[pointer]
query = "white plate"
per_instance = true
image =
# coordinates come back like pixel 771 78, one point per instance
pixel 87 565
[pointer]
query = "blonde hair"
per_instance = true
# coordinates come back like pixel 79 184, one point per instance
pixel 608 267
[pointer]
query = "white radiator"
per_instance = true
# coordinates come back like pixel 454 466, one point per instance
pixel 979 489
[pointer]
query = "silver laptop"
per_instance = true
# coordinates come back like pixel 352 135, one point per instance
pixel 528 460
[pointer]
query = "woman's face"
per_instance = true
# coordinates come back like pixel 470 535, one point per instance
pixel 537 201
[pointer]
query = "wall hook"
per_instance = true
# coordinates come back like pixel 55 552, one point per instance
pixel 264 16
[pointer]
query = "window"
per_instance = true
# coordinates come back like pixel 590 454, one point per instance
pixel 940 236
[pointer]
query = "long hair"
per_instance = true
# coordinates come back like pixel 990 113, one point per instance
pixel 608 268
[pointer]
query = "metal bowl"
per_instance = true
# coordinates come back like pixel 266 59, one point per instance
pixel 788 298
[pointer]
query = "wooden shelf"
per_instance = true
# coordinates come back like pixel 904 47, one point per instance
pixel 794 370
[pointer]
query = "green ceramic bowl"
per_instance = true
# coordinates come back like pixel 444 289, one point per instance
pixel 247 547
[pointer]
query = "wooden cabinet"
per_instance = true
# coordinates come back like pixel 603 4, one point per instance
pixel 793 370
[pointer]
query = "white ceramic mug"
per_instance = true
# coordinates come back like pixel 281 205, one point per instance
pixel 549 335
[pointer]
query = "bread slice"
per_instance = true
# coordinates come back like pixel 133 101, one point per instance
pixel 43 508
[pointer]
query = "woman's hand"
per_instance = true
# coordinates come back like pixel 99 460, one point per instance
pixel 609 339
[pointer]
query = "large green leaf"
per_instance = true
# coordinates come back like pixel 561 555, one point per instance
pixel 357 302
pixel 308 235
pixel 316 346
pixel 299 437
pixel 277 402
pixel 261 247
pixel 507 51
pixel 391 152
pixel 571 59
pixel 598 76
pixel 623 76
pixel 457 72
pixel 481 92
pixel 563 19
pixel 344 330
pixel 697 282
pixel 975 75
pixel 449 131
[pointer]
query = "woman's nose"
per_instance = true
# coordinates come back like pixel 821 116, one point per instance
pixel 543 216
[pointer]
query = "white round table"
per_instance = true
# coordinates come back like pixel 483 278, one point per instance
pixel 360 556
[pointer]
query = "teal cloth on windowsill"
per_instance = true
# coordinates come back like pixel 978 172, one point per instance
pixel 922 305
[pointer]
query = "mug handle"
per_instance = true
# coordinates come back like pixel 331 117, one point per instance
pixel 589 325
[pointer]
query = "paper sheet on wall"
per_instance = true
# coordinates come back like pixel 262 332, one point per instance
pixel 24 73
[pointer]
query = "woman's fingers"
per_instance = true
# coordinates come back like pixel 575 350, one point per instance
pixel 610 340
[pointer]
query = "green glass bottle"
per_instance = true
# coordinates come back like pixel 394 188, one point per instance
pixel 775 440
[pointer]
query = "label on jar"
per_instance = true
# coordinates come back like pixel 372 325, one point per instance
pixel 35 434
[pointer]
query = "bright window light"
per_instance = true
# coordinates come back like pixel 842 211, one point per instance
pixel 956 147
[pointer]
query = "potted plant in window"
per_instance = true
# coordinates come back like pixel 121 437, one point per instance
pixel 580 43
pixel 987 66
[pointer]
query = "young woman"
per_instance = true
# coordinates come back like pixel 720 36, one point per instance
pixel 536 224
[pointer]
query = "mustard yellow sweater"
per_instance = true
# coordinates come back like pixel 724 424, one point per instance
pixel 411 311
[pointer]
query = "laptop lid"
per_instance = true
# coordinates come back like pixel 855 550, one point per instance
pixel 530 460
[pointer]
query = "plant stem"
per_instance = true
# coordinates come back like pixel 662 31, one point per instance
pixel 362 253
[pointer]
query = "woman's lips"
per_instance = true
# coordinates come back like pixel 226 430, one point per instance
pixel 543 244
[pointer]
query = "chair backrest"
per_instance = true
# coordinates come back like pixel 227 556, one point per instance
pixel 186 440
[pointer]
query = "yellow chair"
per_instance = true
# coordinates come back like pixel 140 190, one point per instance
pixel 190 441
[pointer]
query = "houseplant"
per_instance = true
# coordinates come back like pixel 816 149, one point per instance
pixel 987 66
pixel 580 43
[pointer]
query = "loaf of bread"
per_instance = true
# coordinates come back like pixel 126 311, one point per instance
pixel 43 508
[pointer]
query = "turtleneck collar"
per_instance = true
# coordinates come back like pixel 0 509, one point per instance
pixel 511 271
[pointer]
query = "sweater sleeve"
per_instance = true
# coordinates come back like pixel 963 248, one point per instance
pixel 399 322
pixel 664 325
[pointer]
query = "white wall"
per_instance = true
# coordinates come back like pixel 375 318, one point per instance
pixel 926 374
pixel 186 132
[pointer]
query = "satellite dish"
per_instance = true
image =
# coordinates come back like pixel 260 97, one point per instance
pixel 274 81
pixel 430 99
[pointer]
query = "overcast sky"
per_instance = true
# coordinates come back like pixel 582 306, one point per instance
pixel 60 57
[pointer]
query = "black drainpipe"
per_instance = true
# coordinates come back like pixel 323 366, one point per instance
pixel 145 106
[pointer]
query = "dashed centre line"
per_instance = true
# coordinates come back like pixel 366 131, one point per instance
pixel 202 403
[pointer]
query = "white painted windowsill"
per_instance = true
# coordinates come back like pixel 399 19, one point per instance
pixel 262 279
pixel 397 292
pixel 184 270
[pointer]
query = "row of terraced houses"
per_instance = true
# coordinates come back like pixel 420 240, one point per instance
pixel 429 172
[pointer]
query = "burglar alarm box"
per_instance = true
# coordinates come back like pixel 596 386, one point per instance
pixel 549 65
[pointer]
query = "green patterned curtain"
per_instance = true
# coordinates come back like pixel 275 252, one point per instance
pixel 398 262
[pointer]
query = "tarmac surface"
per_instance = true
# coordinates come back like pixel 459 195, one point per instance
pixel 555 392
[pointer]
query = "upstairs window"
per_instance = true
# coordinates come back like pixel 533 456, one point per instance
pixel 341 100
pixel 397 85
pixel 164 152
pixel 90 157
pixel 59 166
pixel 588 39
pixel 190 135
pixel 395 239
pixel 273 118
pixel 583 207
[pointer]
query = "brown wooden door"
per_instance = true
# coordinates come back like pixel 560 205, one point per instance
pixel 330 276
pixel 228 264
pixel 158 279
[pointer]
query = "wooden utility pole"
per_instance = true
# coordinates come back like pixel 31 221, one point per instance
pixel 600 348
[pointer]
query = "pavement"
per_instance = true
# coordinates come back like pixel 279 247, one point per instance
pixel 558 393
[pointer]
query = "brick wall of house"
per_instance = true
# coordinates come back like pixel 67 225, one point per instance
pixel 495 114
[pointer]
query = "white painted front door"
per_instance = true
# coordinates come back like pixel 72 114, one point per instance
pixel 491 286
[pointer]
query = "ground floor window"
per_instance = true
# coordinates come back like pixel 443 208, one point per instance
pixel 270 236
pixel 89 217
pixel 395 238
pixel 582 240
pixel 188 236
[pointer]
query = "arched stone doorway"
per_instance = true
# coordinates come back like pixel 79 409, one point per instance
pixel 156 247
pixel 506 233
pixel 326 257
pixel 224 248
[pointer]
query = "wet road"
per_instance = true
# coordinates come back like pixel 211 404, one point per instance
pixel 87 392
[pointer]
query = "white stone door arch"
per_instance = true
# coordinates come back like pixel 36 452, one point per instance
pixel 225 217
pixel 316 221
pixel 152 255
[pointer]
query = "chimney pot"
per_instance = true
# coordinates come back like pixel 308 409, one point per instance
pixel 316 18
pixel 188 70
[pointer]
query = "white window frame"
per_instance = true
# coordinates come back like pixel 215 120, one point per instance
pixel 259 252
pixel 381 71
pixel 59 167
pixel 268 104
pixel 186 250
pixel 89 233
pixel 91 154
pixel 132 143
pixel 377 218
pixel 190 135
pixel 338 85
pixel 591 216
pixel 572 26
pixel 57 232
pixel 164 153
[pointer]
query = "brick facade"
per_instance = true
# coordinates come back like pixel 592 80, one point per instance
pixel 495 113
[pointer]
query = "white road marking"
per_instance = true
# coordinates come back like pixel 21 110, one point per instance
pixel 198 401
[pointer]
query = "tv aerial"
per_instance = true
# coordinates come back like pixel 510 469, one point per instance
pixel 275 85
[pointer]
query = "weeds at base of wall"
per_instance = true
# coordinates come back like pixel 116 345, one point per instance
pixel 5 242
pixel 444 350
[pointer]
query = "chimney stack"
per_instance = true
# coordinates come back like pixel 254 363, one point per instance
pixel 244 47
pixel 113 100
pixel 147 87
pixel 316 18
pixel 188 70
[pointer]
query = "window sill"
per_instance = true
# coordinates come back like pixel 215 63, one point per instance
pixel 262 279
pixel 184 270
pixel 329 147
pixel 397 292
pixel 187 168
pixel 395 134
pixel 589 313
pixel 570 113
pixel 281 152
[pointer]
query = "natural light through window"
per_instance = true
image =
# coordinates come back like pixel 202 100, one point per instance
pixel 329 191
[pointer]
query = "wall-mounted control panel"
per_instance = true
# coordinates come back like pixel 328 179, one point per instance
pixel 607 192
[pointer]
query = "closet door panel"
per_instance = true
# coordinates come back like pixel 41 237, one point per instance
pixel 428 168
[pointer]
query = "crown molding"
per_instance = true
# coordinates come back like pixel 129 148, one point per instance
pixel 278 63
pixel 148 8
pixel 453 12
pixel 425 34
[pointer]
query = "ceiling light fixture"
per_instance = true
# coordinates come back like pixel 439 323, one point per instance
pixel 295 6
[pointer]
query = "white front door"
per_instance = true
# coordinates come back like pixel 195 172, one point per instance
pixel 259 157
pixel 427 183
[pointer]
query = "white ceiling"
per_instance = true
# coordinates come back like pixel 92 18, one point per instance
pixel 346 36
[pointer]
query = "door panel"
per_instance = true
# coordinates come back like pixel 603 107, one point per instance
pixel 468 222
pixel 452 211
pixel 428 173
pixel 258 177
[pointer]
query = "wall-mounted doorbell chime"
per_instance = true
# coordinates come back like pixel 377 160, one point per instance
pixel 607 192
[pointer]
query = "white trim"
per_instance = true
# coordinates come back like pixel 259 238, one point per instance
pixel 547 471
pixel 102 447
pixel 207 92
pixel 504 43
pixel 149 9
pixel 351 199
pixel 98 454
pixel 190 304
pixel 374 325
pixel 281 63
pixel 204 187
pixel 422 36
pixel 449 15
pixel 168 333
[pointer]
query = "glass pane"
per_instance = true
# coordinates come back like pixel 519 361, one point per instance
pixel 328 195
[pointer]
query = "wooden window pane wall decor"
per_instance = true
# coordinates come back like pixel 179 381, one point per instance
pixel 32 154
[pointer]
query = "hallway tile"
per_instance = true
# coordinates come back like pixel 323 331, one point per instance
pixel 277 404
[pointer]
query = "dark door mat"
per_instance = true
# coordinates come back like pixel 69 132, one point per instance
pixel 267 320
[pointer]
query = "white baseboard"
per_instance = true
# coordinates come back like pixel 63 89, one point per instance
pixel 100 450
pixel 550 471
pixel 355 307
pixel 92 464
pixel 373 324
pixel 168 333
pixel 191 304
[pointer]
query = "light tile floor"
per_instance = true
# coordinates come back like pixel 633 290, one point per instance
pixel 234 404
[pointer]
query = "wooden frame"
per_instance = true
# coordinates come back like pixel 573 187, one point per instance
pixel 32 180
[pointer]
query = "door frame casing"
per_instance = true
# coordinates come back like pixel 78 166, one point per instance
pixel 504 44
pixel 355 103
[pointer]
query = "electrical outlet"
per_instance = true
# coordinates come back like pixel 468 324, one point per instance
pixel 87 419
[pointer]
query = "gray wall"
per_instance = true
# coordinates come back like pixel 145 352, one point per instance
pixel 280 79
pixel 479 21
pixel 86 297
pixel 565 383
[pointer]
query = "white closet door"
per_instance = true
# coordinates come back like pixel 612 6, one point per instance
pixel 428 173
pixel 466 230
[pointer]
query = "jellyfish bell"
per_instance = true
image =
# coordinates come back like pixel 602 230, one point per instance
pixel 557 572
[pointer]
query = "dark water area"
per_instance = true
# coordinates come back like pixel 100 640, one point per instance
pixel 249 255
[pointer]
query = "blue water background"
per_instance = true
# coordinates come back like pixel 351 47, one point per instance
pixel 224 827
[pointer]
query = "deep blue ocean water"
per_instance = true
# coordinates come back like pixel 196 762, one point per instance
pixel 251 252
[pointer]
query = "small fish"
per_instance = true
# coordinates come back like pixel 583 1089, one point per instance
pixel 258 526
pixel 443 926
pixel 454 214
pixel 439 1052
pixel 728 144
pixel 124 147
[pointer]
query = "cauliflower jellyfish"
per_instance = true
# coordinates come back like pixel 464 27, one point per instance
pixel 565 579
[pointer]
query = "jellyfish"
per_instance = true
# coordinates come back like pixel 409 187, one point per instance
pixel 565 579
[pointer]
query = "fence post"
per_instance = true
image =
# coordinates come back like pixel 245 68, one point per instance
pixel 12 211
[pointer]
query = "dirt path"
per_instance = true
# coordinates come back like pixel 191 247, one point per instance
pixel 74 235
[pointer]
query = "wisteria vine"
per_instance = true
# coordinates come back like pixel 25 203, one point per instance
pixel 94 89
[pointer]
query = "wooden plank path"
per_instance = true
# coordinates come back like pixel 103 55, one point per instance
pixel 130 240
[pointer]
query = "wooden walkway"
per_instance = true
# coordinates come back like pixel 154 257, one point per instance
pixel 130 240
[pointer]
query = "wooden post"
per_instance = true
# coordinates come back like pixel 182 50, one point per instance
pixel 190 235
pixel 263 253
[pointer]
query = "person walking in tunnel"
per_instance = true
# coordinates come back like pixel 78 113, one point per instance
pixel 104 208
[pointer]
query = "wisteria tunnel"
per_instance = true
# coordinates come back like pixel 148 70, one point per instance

--------------------

- Do this -
Report every line of the entries that contains the word "tunnel", treating uppercase and lowercase as different.

- Output -
query = "person walking in tunnel"
query = "wisteria tunnel"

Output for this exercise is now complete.